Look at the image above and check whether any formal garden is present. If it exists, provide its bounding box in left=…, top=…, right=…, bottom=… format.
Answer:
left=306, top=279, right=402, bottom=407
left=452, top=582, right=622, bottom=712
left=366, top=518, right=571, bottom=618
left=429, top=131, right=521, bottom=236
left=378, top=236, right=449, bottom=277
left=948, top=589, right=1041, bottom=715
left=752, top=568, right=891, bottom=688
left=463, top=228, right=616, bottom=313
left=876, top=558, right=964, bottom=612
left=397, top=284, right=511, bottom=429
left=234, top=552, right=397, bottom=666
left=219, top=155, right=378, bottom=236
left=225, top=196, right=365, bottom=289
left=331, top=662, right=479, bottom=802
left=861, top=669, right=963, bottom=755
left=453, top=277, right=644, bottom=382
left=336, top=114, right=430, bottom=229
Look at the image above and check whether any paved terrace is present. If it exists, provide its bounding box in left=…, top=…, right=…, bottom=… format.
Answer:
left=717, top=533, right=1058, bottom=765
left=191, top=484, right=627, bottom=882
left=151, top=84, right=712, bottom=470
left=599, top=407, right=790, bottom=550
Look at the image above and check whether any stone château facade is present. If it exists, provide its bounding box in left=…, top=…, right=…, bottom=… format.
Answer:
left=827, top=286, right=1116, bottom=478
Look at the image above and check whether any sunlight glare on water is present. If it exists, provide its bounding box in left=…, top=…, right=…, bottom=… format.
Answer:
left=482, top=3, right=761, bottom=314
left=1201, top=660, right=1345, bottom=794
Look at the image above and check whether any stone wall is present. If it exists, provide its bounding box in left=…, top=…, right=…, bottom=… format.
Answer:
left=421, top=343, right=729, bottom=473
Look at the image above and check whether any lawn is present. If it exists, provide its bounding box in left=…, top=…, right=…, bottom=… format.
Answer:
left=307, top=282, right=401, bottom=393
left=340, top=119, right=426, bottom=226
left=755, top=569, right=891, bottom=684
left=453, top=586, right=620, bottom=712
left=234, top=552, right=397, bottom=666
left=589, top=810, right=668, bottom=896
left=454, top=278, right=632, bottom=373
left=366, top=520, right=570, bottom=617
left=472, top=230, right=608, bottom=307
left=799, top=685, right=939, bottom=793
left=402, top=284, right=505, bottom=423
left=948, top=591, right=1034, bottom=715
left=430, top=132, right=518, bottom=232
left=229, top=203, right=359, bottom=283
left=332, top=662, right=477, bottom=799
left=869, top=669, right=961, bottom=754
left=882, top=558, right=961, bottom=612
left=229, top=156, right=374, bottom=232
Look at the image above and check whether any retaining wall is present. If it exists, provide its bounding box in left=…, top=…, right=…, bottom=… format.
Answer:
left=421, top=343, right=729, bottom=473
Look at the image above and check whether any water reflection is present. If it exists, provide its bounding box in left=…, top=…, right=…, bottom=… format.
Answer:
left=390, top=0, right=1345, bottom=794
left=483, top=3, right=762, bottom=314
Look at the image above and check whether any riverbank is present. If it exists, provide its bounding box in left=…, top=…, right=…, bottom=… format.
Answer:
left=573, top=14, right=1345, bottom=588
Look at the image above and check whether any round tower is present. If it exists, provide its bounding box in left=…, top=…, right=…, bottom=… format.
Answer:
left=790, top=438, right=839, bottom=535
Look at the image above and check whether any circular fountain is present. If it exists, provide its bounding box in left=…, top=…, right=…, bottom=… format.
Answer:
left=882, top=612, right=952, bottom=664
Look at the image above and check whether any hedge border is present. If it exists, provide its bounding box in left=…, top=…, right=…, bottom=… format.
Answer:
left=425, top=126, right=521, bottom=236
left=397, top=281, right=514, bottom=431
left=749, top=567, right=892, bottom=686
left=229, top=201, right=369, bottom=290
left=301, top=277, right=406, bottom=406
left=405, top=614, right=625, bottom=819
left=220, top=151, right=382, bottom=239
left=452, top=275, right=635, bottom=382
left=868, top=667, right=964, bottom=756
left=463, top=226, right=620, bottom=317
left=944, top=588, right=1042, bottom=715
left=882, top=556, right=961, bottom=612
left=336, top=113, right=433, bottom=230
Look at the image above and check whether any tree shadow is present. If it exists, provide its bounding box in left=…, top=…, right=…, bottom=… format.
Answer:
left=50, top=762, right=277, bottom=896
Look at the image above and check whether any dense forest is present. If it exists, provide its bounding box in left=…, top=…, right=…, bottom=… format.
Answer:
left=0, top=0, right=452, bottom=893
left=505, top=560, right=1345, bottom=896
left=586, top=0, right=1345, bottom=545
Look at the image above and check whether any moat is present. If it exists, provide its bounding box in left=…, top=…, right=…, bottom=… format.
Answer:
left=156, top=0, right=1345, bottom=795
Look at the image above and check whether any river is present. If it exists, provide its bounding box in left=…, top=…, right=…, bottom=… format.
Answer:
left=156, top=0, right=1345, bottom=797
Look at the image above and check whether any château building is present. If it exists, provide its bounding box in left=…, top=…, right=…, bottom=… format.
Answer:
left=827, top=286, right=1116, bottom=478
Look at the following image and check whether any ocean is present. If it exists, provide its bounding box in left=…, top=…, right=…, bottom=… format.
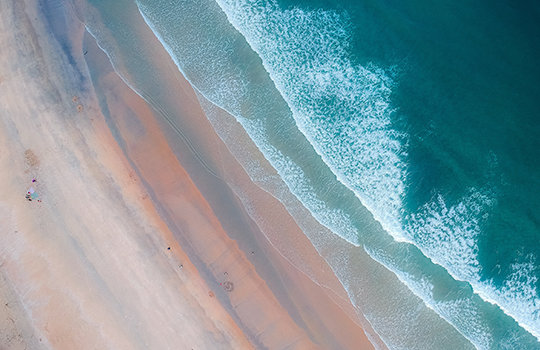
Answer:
left=74, top=0, right=540, bottom=349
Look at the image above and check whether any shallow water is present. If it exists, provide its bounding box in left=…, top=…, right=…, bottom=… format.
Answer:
left=76, top=0, right=540, bottom=349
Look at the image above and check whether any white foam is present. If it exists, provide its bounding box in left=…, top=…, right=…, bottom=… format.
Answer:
left=366, top=249, right=493, bottom=349
left=217, top=1, right=407, bottom=240
left=211, top=0, right=540, bottom=338
left=138, top=1, right=539, bottom=337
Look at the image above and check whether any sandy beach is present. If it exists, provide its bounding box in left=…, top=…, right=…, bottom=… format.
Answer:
left=0, top=0, right=373, bottom=349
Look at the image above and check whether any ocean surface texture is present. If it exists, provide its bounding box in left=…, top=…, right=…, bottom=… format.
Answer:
left=79, top=0, right=540, bottom=349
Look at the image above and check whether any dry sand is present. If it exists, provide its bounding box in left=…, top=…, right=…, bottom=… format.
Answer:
left=0, top=0, right=378, bottom=349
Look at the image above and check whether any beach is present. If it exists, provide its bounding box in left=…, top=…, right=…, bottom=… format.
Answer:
left=0, top=0, right=376, bottom=349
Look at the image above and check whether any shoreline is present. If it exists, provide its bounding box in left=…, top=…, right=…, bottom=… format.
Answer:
left=0, top=0, right=378, bottom=349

_ _ _

Rewrite the entries from the line with "Look at the image above and check whether any tree" to the line with "left=156, top=0, right=1345, bottom=795", both included, keeping each request unchanged and increasing every bounding-box coordinate in the answers by 65.

Look at the image above and check whether any tree shadow is present. If it exists, provide its bounding box in left=…, top=…, right=…, bottom=… format.
Answer:
left=115, top=827, right=342, bottom=961
Look at the image above and check whether any dense forest is present. If it exists, provide its bounding box in left=…, top=…, right=…, bottom=… format.
Answer:
left=65, top=65, right=517, bottom=958
left=570, top=625, right=1410, bottom=961
left=651, top=65, right=1410, bottom=610
Look at the image above and check whether any moat is present. If it exists, provide its bounding box in left=…, top=…, right=…, bottom=… format.
Answer:
left=221, top=65, right=1410, bottom=860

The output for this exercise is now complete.